Pertanyaan:
Apakah thorium adalah masa depan tenaga nuklir? Jika ya, mengapa? Jika tidak, mengapa tidak?
Jawaban:
Kemungkinan besar iya.
Begini. Keberlangsungan energi nuklir sangat bergantung pada setidaknya dua hal. Pertama, teknologi reaktor nuklir yang digunakan. Kedua, ketersediaan bahan bakar. Terkait aspek kedua, berarti kita bicara soal uranium dan thorium.
Uranium sebenarnya tidak langka-langka amat. Cadangan uranium terbukti di dunia ini kira-kira 5,7 juta ton (kalau tidak salah ingat, cari saja di OECD-NEA Red Book edisi 2016). Mengasumsikan aspek teknologi reaktor sudah selesai, maka kira-kira cadangan itu cukup untuk menerangi dunia selama beberapa ribu tahun ke depan.

_PERINTAH KERJA 1_.
Jawab pertanyaan berikut berdasarkan teks tentang thorium:
(a) Apa jawaban singkat untuk pertanyaan apakah thorium adalah masa depan tenaga nuklir?
(b) Apa dua hal yang sangat menentukan keberlangsungan energi nuklir?
(c) Berapa kira-kira cadangan uranium terbukti di dunia?
_PERINTAH KERJA 2_. Tuliskan semua kalimat dalam teks tentang thorium yang diakhiri tanda tanya.
_PERINTAH KERJA 3_. Lanjutkan tulisan teks tentang thorium mulai dari sesudah kalimat terakhirnya.
Item-item sesudah ini tidak diperlukan.

_DATA YANG DIBERIKAN_.

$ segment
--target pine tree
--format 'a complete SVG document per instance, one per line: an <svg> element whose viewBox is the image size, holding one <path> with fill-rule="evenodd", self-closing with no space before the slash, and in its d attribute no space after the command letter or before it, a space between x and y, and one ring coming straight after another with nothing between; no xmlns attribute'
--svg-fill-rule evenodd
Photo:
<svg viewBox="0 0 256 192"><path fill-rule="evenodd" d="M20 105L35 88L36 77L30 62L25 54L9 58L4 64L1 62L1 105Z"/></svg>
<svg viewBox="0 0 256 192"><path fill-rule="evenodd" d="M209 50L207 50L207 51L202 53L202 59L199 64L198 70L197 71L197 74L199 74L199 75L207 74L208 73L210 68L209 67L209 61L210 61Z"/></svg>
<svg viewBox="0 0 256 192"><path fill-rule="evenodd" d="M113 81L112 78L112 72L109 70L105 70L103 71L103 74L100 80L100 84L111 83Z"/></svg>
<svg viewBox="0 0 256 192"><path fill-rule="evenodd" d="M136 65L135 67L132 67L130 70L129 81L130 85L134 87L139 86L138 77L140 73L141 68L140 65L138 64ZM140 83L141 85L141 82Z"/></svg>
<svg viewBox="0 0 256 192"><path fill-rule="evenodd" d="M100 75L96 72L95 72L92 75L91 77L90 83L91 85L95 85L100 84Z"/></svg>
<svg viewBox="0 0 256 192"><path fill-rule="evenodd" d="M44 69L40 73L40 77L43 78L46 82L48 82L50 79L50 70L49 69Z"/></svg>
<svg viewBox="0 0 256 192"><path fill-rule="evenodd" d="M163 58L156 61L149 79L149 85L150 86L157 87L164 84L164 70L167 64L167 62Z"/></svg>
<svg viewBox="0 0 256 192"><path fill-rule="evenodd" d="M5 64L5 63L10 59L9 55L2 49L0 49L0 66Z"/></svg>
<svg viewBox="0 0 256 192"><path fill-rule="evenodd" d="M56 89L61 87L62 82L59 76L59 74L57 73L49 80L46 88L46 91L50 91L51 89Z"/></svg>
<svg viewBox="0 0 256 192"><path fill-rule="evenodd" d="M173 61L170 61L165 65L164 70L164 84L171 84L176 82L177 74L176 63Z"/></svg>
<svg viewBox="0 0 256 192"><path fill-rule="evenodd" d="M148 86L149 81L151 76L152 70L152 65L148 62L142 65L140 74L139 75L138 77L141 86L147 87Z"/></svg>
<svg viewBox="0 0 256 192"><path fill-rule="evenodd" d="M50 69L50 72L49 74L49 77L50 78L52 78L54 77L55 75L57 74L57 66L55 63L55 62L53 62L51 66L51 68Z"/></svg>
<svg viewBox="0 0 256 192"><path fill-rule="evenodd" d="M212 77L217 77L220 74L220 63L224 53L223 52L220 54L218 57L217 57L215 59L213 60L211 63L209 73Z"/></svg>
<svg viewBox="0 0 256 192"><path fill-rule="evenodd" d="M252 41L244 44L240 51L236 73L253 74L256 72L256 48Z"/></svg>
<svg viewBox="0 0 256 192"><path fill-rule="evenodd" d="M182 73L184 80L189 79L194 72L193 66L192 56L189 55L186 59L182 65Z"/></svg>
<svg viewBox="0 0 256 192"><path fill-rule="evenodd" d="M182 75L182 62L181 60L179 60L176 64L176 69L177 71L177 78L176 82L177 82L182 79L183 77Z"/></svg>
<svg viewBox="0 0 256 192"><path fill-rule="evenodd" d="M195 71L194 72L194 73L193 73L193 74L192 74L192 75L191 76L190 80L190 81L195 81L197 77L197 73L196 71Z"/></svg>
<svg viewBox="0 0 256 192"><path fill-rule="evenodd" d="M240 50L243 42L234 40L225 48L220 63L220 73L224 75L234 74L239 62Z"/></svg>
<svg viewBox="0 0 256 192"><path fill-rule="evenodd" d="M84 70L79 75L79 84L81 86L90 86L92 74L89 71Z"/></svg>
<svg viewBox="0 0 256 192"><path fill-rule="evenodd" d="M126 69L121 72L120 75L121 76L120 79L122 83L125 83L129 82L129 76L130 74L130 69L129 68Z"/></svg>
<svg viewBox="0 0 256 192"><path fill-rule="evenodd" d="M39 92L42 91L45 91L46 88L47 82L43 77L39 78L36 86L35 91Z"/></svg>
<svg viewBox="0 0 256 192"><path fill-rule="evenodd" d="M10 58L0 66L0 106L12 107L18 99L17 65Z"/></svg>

_HASIL 1_.
(a) Kemungkinan besar iya.
(b) Teknologi reaktor nuklir yang digunakan dan ketersediaan bahan bakar.
(c) Kira-kira 5,7 juta ton.

_HASIL 2_.
Apakah thorium adalah masa depan tenaga nuklir?
Jika ya, mengapa?
Jika tidak, mengapa tidak?

_HASIL 3_.
Tapi uranium itu ketersediaannya terkonsentrasi di beberapa lokasi saja. Utamanya di Australia, Kanada dan Kazakhstan, dengan sebagian lain di Niger, Namibia, Uzbekistan dan beberapa negara lain. Kurang terkonsentrasi.
Ketersediaan thorium lebih banyak kira-kira 3–4x di kerak bumi daripada uranium. Ketersediaannya lebih tersebar di berbagai wilayah dunia ketimbang uranium. India dan Cina yang tidak memiliki limpahan uranium, justru memiliki sumber daya thorium dalam jumlah besar. Begitu pula Turki dan Mesir.
Thorium pun menghasilkan elemen transuranik lebih sedikit daripada uranium, yang notabene merupakan elemen yang paling malas diurusi dalam siklus bahan bakar nuklir. Bukan berarti elemen transuranik tidak bisa diatasi, tapi sebagian orang hanya terlalu malas untuk 'membersihkan' elemen transuranik dari limbah bahan bakar nuklir. Thorium, karena nomor massa-nya lebih rendah 7 angka dari unsur transuranik pertama yang bisa dibentuknya, menghasilkan jauh lebih sedikit elemen transuranik, kira-kira 1/300 dari siklus uranium.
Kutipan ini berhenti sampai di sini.